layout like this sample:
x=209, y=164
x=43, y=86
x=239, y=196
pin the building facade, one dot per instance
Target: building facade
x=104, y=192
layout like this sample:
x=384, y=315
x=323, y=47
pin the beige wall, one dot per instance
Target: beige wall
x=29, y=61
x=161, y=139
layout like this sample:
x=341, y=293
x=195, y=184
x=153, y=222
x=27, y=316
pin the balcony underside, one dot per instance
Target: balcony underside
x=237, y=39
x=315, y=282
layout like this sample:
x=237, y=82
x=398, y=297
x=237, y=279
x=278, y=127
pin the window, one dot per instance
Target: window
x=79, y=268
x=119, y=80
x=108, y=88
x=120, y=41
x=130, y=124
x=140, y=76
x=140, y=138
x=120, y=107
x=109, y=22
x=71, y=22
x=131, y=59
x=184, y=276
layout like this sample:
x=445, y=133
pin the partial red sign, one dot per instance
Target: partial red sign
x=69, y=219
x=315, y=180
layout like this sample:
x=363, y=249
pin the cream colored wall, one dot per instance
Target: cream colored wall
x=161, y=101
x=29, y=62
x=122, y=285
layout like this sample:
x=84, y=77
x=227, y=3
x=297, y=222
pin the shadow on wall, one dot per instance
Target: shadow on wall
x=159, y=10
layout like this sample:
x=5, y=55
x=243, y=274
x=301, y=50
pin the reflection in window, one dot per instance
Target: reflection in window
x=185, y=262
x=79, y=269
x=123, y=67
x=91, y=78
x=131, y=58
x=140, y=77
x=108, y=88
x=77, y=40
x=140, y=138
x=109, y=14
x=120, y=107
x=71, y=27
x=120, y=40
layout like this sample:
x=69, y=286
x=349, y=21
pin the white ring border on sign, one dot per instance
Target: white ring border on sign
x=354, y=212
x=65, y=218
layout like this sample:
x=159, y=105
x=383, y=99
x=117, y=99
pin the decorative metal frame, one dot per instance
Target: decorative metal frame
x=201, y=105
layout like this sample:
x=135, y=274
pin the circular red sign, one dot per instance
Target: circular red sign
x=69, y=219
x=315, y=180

——————————

• _AIM OF THE TASK_: Each line of the material above is to be retyped verbatim.

• _ANSWER SECTION_:
layout like this sample:
x=209, y=164
x=43, y=86
x=239, y=196
pin the building facade, one dot per instance
Target: building facade
x=104, y=192
layout like this sample:
x=384, y=315
x=323, y=47
pin the beige wall, one dot per instance
Target: beige wall
x=29, y=61
x=161, y=139
layout like this sample:
x=341, y=293
x=195, y=184
x=153, y=222
x=27, y=316
pin the balcony underside, one dot per instance
Target: balcony underside
x=237, y=39
x=315, y=282
layout like this sample:
x=237, y=82
x=398, y=297
x=237, y=279
x=278, y=127
pin the window, one dot per instance
Target: window
x=79, y=268
x=119, y=80
x=108, y=88
x=120, y=41
x=130, y=124
x=140, y=76
x=140, y=138
x=120, y=107
x=109, y=22
x=71, y=22
x=131, y=59
x=184, y=276
layout like this sample:
x=445, y=133
pin the partial red sign, one dot per instance
Target: partial red sign
x=69, y=219
x=315, y=180
layout like this sample:
x=363, y=249
pin the cream colored wall, one dot per instance
Target: cream colored wall
x=161, y=101
x=29, y=62
x=122, y=285
layout like this sample:
x=84, y=77
x=227, y=3
x=297, y=222
pin the shadow on wall, one dot per instance
Target: shadow on wall
x=159, y=10
layout like this sample:
x=5, y=55
x=243, y=274
x=301, y=50
pin the reflection in window, one dot per instance
Target: reflection in window
x=185, y=262
x=79, y=269
x=123, y=67
x=91, y=78
x=131, y=58
x=140, y=77
x=108, y=88
x=77, y=40
x=140, y=138
x=109, y=14
x=120, y=107
x=71, y=27
x=120, y=40
layout like this sample:
x=69, y=286
x=349, y=21
pin the white ring border on sign, one dot per instance
Target: white ring border on sign
x=354, y=212
x=65, y=218
layout like this sample:
x=159, y=105
x=383, y=99
x=117, y=99
pin the decorative metal frame, one dot per instance
Target: decorative metal frame
x=201, y=105
layout like this sample:
x=135, y=274
pin the circular red sign, one dot per instance
Target: circular red sign
x=69, y=219
x=315, y=180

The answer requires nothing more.